Provided passage:
○ ○ ○ ○ ○ ○ ○

Tuesday, 24 February 2015

Black Spruce Down

We couldn't have arranged for it to fall as well if we'd done
it with professional equipment.
Well, there was an interesting night. We don't want to see too many more like that one. We do loathe those winds just North of Westerly, that come howling in across Vendor Anna's 5-acre field. It was not meant to be anything special; the AA-Weatherwatch boys were only predicting a 'Yellow' warning for Connacht and we have survived 'Orange' ones with no damage before. To cut a long story short, then, this one must have featured some mighty gusts of wind at around 7 pm while we were indoors eating supper because it has toppled one of our huge black spruce (Picea mariana) trees, this one between 55 and 60 feet tall (approx 17 m) (well, 'tall' last night.... 'long' now, I guess!) and with a bole circumference of 1.67m (5 feet 5") down in the pig area / Secret Garden.

The root plate lifted the corner of the pig ark by 2 feet.

○ ○ ○ ○ ○ ○ ○

Source material:
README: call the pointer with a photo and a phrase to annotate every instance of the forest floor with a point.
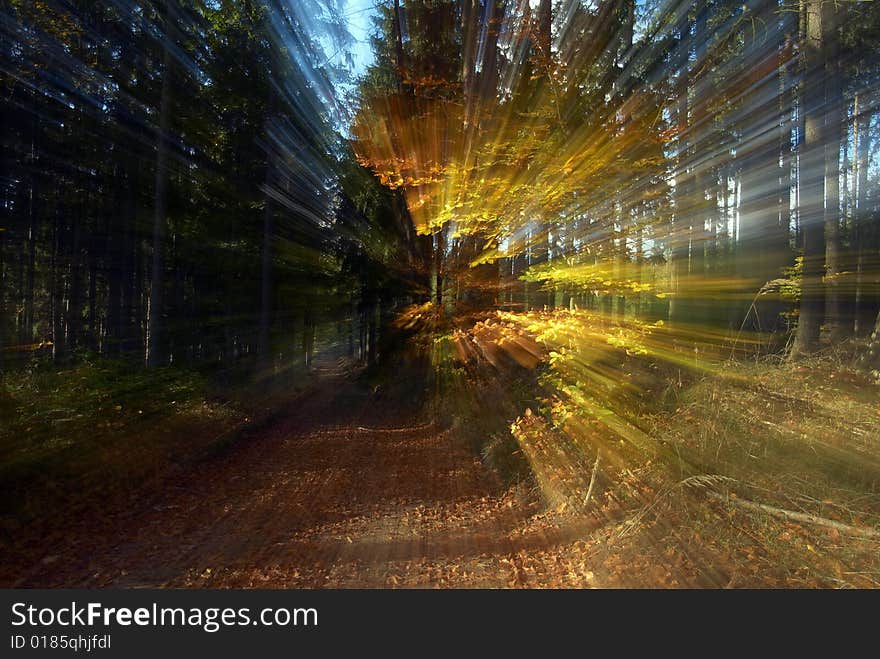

○ ○ ○ ○ ○ ○ ○

Exercise aim:
Could you carry the black spruce blog entry above forward, beginning right after its last sentence about the root plate lifting the pig ark?

Result for this task:
We did not hear the falling of this tree and I only found it at 10 pm when I went on a last thing damage check and spotted that the pig ark seemed to be canted up at a jaunty angle. I thought that the wind might have lifted the roof section away from the base and went in to check, spotting the trunk in my torchlight, a massive grey shape where none should have been. The trunk lies diagonally across the Secret Garden with the top hanging over the rain gulley but just falling short of reaching the rather new (and expensive) sheep fence.

The fallen trunk lies diagonally across the 'Secret Garden'
with the top hanging over the rain gulley
We had had an evening of noisy gusts and of trees thrashing about and I had found more than the usual number of broken branches and twiggy bits on the drive and front lawn (and hanging off the post and rail fence) on my pre-supper dog 'patrol'. On an 8 o'clock patrol I found the roof of the young Buff-Orpington's mini-coop lifted off and flung against the wall of our normally very sheltered yard. That gust must have come straight down the cattle race. Liz helped lift the heavy roof frame back into place and give the 4 confused, huddled birds no more view of the sky. We also noticed that the yard was strewn with tins and plastic bottles - our recycling bin had gone for a Burton even though that too is protected on the east side of the house. A big offcut of plastic sheet had also made its way from the compost heaps, into and across the yard, and neatly parked itself by the Tígín door. It was some crazy kind of windy.

A new garden seat?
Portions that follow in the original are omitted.